- WHAT NEEDS TO BE DONE -
Collect the lines of the entries where "railing" shows up.

**** DATA EXTRACTS

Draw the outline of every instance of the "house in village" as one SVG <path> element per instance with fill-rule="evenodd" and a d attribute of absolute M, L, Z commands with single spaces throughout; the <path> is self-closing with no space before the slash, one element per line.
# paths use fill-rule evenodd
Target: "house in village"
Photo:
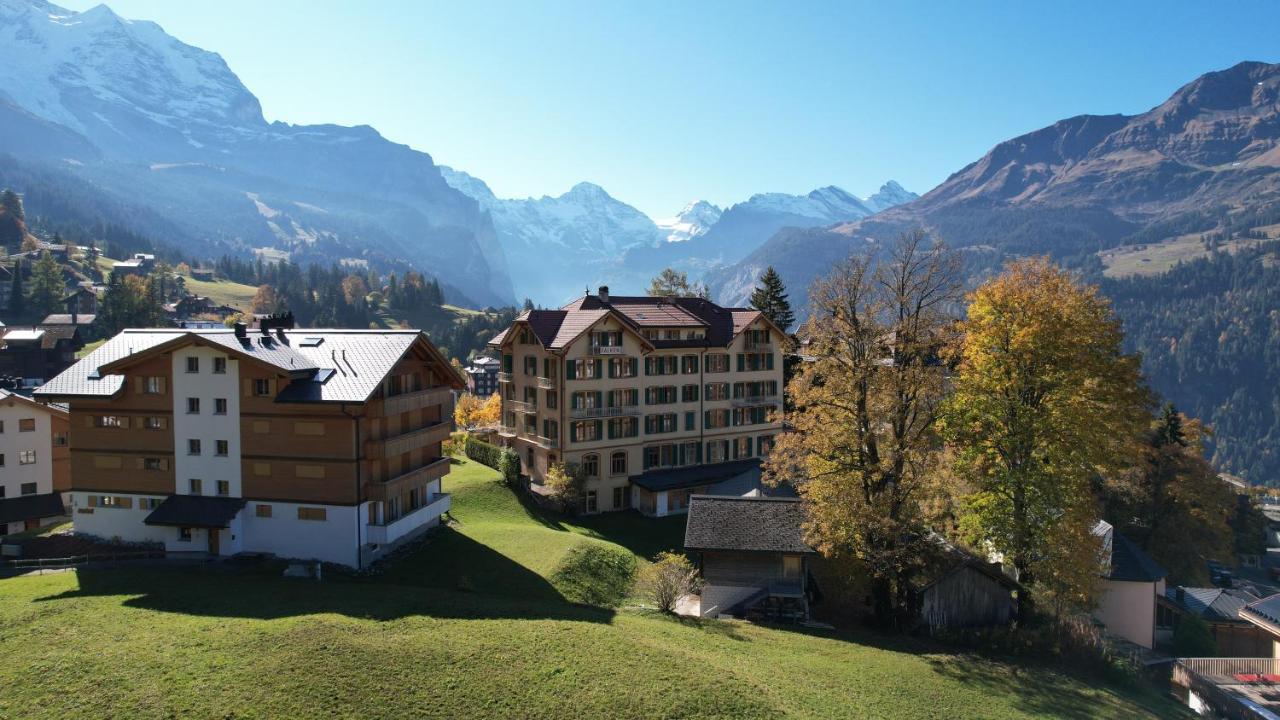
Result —
<path fill-rule="evenodd" d="M 576 465 L 584 512 L 682 513 L 691 495 L 758 477 L 782 429 L 786 342 L 759 311 L 696 297 L 601 287 L 526 311 L 489 343 L 501 442 L 535 492 L 552 464 Z"/>
<path fill-rule="evenodd" d="M 1235 588 L 1167 587 L 1156 599 L 1156 647 L 1172 651 L 1178 625 L 1194 617 L 1209 626 L 1218 655 L 1271 657 L 1271 635 L 1240 613 L 1258 599 L 1257 595 Z"/>
<path fill-rule="evenodd" d="M 1156 605 L 1168 574 L 1132 540 L 1099 520 L 1093 534 L 1102 540 L 1102 582 L 1093 617 L 1112 635 L 1150 650 L 1156 644 Z"/>
<path fill-rule="evenodd" d="M 498 368 L 502 361 L 481 355 L 463 369 L 467 375 L 467 391 L 476 397 L 487 398 L 498 392 Z"/>
<path fill-rule="evenodd" d="M 816 553 L 804 540 L 803 522 L 797 498 L 690 498 L 684 548 L 698 556 L 698 614 L 807 619 Z"/>
<path fill-rule="evenodd" d="M 133 257 L 111 266 L 111 274 L 123 278 L 127 275 L 146 277 L 156 266 L 156 256 L 150 253 L 134 253 Z"/>
<path fill-rule="evenodd" d="M 77 533 L 366 566 L 450 506 L 462 379 L 419 331 L 125 330 L 37 391 L 70 405 Z"/>
<path fill-rule="evenodd" d="M 1026 589 L 999 563 L 932 535 L 936 552 L 925 562 L 916 591 L 920 620 L 929 628 L 1008 625 L 1018 616 L 1018 597 Z"/>
<path fill-rule="evenodd" d="M 65 515 L 68 431 L 66 408 L 0 390 L 0 535 L 44 527 Z"/>
<path fill-rule="evenodd" d="M 0 328 L 0 376 L 34 387 L 71 367 L 84 347 L 78 325 Z"/>

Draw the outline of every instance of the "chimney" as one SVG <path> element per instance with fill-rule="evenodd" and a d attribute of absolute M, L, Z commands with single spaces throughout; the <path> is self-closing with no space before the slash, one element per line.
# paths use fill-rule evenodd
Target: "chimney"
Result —
<path fill-rule="evenodd" d="M 283 327 L 283 326 L 282 326 L 282 327 L 277 327 L 277 328 L 276 328 L 276 339 L 277 339 L 277 340 L 279 340 L 280 342 L 284 342 L 284 341 L 285 341 L 285 338 L 284 338 L 284 327 Z"/>
<path fill-rule="evenodd" d="M 1187 591 L 1186 591 L 1186 590 L 1183 590 L 1183 589 L 1182 589 L 1182 586 L 1181 586 L 1181 585 L 1179 585 L 1179 586 L 1178 586 L 1178 589 L 1177 589 L 1177 595 L 1178 595 L 1178 602 L 1182 602 L 1182 601 L 1183 601 L 1183 599 L 1184 599 L 1184 598 L 1186 598 L 1186 596 L 1187 596 Z"/>
<path fill-rule="evenodd" d="M 602 303 L 609 302 L 609 286 L 608 285 L 600 286 L 600 302 Z"/>
<path fill-rule="evenodd" d="M 244 337 L 249 330 L 249 326 L 245 325 L 244 321 L 240 321 L 240 320 L 236 321 L 236 324 L 233 325 L 232 327 L 235 328 L 236 337 L 238 338 Z"/>

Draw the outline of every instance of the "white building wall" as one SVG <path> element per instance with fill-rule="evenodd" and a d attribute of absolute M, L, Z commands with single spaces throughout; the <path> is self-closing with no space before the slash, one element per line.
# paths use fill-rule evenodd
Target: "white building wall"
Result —
<path fill-rule="evenodd" d="M 110 495 L 112 497 L 126 497 L 132 500 L 132 507 L 89 507 L 90 495 Z M 190 542 L 183 542 L 178 539 L 178 528 L 163 527 L 160 525 L 147 525 L 142 521 L 151 514 L 151 509 L 144 506 L 143 501 L 149 498 L 155 499 L 157 502 L 164 500 L 163 495 L 134 495 L 130 493 L 119 492 L 83 492 L 74 491 L 71 493 L 70 512 L 75 524 L 75 531 L 79 534 L 92 535 L 108 541 L 118 541 L 126 543 L 164 543 L 165 550 L 170 552 L 206 552 L 209 548 L 209 538 L 201 535 L 196 537 L 195 530 L 192 531 Z M 91 510 L 92 512 L 83 512 Z"/>
<path fill-rule="evenodd" d="M 198 372 L 187 372 L 187 358 L 199 360 Z M 240 490 L 240 363 L 227 358 L 225 373 L 213 372 L 214 358 L 227 358 L 212 348 L 188 346 L 173 353 L 173 459 L 178 494 L 187 494 L 191 479 L 201 481 L 202 495 L 216 495 L 218 481 L 230 485 L 228 495 Z M 187 412 L 187 399 L 199 398 L 200 412 Z M 224 415 L 214 413 L 216 400 L 227 401 Z M 200 441 L 200 454 L 187 452 L 188 440 Z M 227 442 L 227 454 L 219 456 L 219 440 Z M 224 533 L 225 535 L 226 533 Z M 237 535 L 238 537 L 238 535 Z M 227 539 L 227 538 L 220 538 Z"/>
<path fill-rule="evenodd" d="M 258 517 L 258 505 L 270 505 L 271 517 Z M 298 508 L 324 508 L 324 520 L 300 520 Z M 357 522 L 368 517 L 365 505 L 318 505 L 250 500 L 240 511 L 244 552 L 271 553 L 298 560 L 358 562 Z"/>
<path fill-rule="evenodd" d="M 729 612 L 737 603 L 760 588 L 742 585 L 704 585 L 699 612 L 703 617 L 714 617 Z"/>
<path fill-rule="evenodd" d="M 35 420 L 35 430 L 21 432 L 18 428 L 24 419 Z M 53 492 L 53 428 L 49 412 L 22 401 L 13 402 L 12 406 L 0 403 L 0 422 L 4 423 L 4 430 L 0 431 L 0 453 L 4 454 L 0 487 L 4 488 L 4 497 L 21 497 L 26 483 L 36 484 L 35 495 Z M 20 458 L 27 450 L 35 451 L 36 461 L 23 465 Z"/>
<path fill-rule="evenodd" d="M 1154 641 L 1156 595 L 1164 594 L 1164 581 L 1119 582 L 1103 580 L 1093 616 L 1113 635 L 1144 648 Z"/>

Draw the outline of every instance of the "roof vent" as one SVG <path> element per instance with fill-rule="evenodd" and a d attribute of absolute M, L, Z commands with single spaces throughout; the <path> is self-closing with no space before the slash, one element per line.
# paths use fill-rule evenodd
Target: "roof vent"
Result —
<path fill-rule="evenodd" d="M 320 347 L 323 342 L 324 338 L 322 337 L 304 337 L 298 345 L 299 347 Z"/>
<path fill-rule="evenodd" d="M 249 330 L 249 326 L 248 326 L 248 325 L 245 325 L 243 322 L 241 322 L 241 321 L 239 321 L 239 320 L 237 320 L 237 321 L 236 321 L 236 324 L 235 324 L 235 325 L 232 325 L 232 327 L 233 327 L 233 328 L 235 328 L 235 331 L 236 331 L 236 337 L 238 337 L 238 338 L 242 338 L 242 337 L 244 337 L 244 336 L 246 335 L 246 333 L 248 332 L 248 330 Z"/>
<path fill-rule="evenodd" d="M 602 303 L 609 302 L 609 286 L 608 285 L 600 286 L 599 296 L 600 296 L 600 302 Z"/>

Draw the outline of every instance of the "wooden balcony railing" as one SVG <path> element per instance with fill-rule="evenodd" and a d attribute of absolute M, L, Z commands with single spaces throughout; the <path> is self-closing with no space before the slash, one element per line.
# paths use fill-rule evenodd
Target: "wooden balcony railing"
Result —
<path fill-rule="evenodd" d="M 502 437 L 515 437 L 516 428 L 514 425 L 499 425 L 498 434 Z"/>
<path fill-rule="evenodd" d="M 509 382 L 511 382 L 511 373 L 506 372 L 505 370 L 499 370 L 499 371 L 498 371 L 498 382 L 500 382 L 500 383 L 509 383 Z"/>
<path fill-rule="evenodd" d="M 383 438 L 381 440 L 368 440 L 365 442 L 365 454 L 369 457 L 389 458 L 396 455 L 403 455 L 411 450 L 434 445 L 438 442 L 444 442 L 449 439 L 449 433 L 453 431 L 453 424 L 450 422 L 438 422 L 428 425 L 417 430 L 409 430 Z"/>
<path fill-rule="evenodd" d="M 538 403 L 528 402 L 527 400 L 508 400 L 507 404 L 512 410 L 518 413 L 534 414 L 538 412 Z"/>
<path fill-rule="evenodd" d="M 539 377 L 539 378 L 538 378 L 538 389 L 540 389 L 540 390 L 555 390 L 555 389 L 556 389 L 556 379 L 555 379 L 555 378 L 553 378 L 553 377 Z"/>
<path fill-rule="evenodd" d="M 434 458 L 420 468 L 397 475 L 385 482 L 371 480 L 364 484 L 364 492 L 369 500 L 386 500 L 396 497 L 410 485 L 422 481 L 436 480 L 449 473 L 449 458 Z"/>
<path fill-rule="evenodd" d="M 382 415 L 399 415 L 413 410 L 421 410 L 433 405 L 445 405 L 452 408 L 453 393 L 445 385 L 429 387 L 425 390 L 392 395 L 382 399 Z"/>
<path fill-rule="evenodd" d="M 534 435 L 533 441 L 538 444 L 538 447 L 546 448 L 547 450 L 555 450 L 560 447 L 560 441 L 556 438 Z"/>
<path fill-rule="evenodd" d="M 752 405 L 777 405 L 777 395 L 747 395 L 733 399 L 734 407 L 750 407 Z"/>
<path fill-rule="evenodd" d="M 600 418 L 600 417 L 625 417 L 628 415 L 639 415 L 639 405 L 627 405 L 624 407 L 602 407 L 602 408 L 576 408 L 569 411 L 569 417 L 575 419 L 582 418 Z"/>

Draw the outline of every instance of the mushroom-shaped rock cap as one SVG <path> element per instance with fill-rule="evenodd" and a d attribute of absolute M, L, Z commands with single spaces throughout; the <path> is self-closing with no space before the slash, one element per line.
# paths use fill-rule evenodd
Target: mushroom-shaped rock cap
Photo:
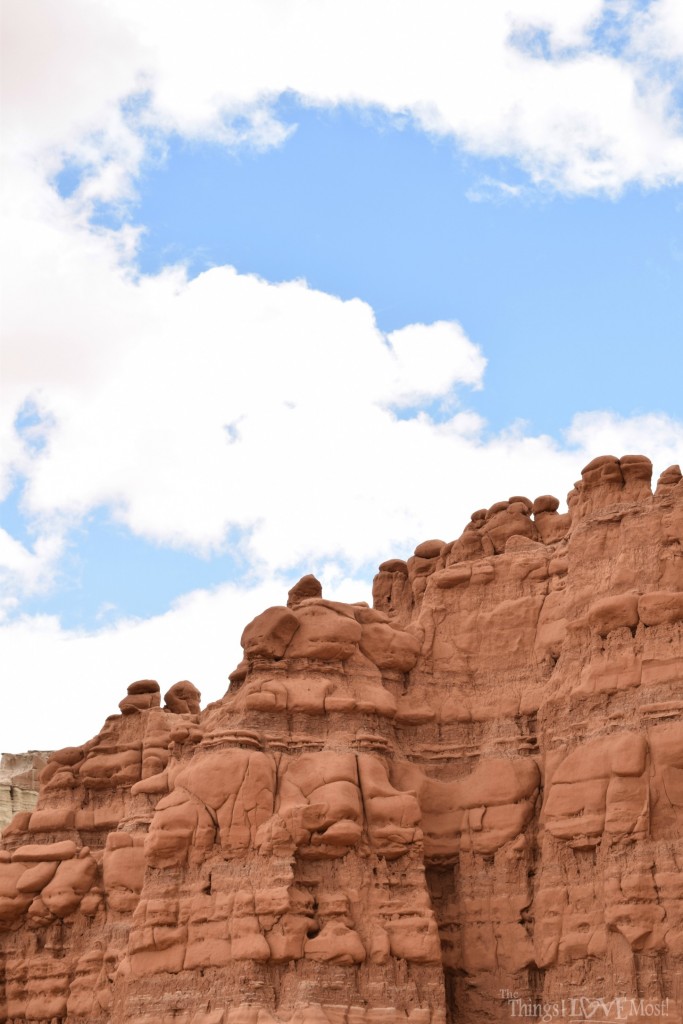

********

- TASK ANSWER -
Draw the outline of every instance of the "wooden balcony railing" as one SVG <path> element per instance with fill-rule="evenodd" and a d attribute of absolute M, L, Z commands with single spaces throughout; the <path> is self-closing with no space before the slash, one element per line.
Target: "wooden balcony railing"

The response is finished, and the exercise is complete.